++++ TASK MATERIAL

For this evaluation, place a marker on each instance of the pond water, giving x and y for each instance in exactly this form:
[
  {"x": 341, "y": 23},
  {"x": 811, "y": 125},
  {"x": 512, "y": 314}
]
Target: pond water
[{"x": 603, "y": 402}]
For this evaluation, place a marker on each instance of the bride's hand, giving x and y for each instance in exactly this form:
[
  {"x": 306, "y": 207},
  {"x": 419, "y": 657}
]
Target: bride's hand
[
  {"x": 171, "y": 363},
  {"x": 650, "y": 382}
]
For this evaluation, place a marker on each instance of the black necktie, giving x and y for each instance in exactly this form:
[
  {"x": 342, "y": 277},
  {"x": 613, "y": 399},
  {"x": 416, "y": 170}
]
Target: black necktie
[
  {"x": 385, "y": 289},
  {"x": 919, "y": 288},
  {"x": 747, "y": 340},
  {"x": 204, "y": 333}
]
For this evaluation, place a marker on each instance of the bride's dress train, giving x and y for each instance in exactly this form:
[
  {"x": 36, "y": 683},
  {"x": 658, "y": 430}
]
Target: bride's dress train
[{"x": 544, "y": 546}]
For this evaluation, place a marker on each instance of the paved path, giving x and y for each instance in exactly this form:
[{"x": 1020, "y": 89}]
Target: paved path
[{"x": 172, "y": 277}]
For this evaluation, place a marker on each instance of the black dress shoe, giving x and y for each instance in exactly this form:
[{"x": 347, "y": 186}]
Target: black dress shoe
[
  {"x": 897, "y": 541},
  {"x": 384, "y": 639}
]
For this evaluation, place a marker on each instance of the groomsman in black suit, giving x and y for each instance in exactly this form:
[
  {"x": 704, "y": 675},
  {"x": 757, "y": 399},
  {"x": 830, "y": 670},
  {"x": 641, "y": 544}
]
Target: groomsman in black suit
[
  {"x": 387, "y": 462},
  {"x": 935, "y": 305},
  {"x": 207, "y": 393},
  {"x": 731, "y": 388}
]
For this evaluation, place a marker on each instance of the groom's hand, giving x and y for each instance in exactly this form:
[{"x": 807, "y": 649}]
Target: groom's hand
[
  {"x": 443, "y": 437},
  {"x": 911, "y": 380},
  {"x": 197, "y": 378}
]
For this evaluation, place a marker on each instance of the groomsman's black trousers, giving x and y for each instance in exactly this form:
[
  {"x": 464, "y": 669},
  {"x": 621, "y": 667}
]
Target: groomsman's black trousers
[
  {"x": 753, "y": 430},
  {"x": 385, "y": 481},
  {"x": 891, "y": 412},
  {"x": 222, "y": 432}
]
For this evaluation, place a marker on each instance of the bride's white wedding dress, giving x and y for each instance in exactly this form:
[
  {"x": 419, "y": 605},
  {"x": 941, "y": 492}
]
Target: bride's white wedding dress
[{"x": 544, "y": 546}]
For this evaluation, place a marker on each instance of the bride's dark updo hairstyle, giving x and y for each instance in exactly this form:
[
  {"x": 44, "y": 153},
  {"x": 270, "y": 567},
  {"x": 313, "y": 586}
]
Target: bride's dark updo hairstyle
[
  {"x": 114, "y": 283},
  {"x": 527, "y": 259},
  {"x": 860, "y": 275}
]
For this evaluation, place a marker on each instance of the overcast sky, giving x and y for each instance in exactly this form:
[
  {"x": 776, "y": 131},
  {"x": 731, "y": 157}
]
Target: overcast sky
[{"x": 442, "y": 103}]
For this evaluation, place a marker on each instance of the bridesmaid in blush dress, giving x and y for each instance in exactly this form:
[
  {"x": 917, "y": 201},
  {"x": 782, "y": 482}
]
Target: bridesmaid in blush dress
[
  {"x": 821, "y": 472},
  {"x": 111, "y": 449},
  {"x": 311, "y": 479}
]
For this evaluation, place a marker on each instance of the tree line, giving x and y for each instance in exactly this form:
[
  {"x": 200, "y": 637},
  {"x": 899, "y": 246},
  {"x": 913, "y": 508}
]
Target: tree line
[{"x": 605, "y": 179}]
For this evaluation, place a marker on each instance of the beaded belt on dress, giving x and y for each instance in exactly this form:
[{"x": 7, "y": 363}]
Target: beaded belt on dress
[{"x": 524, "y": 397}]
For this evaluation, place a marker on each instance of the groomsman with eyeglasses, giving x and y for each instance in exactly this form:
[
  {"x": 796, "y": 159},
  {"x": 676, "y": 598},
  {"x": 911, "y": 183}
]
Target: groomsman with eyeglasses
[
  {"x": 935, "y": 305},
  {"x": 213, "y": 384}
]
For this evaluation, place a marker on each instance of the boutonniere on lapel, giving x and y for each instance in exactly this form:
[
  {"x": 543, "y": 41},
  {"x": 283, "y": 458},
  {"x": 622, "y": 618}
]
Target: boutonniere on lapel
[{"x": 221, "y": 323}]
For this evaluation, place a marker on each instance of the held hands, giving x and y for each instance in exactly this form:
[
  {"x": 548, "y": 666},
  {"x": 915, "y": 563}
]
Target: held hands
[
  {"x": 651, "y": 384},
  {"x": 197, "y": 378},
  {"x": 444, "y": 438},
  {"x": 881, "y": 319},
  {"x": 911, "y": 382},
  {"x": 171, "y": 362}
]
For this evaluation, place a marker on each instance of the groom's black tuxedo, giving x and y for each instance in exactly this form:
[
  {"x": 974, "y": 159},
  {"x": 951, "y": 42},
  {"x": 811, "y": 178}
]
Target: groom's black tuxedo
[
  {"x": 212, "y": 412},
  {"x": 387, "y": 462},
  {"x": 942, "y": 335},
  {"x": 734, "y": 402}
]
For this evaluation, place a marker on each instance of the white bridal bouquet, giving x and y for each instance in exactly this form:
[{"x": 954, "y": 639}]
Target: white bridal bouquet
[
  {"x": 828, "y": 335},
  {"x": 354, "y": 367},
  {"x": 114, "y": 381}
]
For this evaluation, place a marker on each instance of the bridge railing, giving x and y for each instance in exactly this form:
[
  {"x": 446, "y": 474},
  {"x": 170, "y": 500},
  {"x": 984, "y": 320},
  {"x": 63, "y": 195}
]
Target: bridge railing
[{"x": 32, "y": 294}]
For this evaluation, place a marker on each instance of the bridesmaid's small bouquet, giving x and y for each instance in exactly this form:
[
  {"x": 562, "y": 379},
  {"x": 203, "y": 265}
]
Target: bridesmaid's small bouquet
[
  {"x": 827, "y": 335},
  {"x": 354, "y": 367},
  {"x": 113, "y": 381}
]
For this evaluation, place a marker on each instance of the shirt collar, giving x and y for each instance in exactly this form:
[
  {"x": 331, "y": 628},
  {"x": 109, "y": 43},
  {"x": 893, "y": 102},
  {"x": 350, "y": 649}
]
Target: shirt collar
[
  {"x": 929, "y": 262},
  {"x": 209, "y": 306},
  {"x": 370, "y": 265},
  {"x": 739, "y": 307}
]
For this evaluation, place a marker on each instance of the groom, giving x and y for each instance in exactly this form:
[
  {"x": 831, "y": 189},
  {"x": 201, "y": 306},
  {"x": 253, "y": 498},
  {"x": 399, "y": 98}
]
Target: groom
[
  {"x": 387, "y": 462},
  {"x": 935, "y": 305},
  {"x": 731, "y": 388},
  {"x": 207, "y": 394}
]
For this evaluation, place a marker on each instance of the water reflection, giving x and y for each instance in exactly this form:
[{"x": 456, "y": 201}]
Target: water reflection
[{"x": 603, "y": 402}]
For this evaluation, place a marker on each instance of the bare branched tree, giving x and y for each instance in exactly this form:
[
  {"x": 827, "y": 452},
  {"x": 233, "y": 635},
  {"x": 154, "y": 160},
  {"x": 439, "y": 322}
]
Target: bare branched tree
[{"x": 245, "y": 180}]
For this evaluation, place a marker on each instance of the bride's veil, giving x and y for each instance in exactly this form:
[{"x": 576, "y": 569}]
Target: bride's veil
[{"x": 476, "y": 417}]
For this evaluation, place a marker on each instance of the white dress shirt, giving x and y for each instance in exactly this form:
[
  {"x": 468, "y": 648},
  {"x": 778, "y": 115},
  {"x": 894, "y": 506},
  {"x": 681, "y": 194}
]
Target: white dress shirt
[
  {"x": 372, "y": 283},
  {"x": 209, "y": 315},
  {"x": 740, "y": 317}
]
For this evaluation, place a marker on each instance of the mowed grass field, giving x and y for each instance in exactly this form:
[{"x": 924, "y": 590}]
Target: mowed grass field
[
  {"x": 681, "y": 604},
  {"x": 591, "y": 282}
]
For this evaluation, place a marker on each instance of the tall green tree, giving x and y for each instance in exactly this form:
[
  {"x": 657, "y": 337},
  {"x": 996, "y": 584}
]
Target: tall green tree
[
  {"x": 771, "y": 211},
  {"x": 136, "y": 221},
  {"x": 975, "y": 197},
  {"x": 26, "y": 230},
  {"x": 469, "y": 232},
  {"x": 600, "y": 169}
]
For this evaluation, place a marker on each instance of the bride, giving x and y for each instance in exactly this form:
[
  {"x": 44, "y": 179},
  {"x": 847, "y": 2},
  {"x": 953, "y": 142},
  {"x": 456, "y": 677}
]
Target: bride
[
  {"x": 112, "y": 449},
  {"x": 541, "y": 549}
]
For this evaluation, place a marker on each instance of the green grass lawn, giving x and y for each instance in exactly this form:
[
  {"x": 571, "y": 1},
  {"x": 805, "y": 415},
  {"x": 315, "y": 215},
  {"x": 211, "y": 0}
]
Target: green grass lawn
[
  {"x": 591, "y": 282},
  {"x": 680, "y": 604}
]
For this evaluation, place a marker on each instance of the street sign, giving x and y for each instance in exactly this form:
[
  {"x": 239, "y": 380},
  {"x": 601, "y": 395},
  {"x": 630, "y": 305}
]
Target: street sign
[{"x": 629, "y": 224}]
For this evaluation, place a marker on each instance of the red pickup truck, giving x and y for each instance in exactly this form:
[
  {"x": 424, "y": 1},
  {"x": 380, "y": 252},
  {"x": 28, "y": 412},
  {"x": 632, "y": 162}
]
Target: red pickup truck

++++++++

EXERCISE TASK: Everything from the line that contains "of the mowed" through the end of the records must be duplicated exactly, and nothing outside that range.

FINISHED EXERCISE:
For this evaluation, place a marker on each instance of the mowed grass field, giving x and y for each instance in exactly this form:
[{"x": 924, "y": 590}]
Target: mowed grass field
[
  {"x": 681, "y": 604},
  {"x": 591, "y": 282}
]
For this evaluation, place a marker on each instance of the tall green tree, giving x and y for each instance in exactly this form:
[
  {"x": 657, "y": 337},
  {"x": 996, "y": 584}
]
Target: tall green tree
[
  {"x": 771, "y": 211},
  {"x": 136, "y": 221},
  {"x": 975, "y": 197},
  {"x": 26, "y": 230},
  {"x": 469, "y": 232},
  {"x": 600, "y": 169}
]
For this evaluation, place a marker on each instance of the bride, giving x and y for each instance in exactly this form:
[
  {"x": 44, "y": 179},
  {"x": 847, "y": 2},
  {"x": 953, "y": 142},
  {"x": 456, "y": 677}
]
Target: bride
[
  {"x": 112, "y": 449},
  {"x": 541, "y": 549}
]
For this evaluation, place a marker on each instance of the green grass lawn, giving x and y for each instance in exactly this form:
[
  {"x": 571, "y": 1},
  {"x": 805, "y": 415},
  {"x": 315, "y": 215},
  {"x": 211, "y": 0}
]
Target: green grass lawn
[
  {"x": 591, "y": 282},
  {"x": 680, "y": 604}
]
For this evaluation, place a marker on each instance of the street sign, giving x and y for each instance in exactly this form:
[
  {"x": 239, "y": 380},
  {"x": 601, "y": 395},
  {"x": 630, "y": 305}
]
Target: street sign
[{"x": 629, "y": 224}]
For this evaluation, place a marker on each instance of the red pickup truck, giving x and y for each instance in exactly this form:
[
  {"x": 424, "y": 1},
  {"x": 380, "y": 252},
  {"x": 28, "y": 412},
  {"x": 632, "y": 162}
]
Target: red pickup truck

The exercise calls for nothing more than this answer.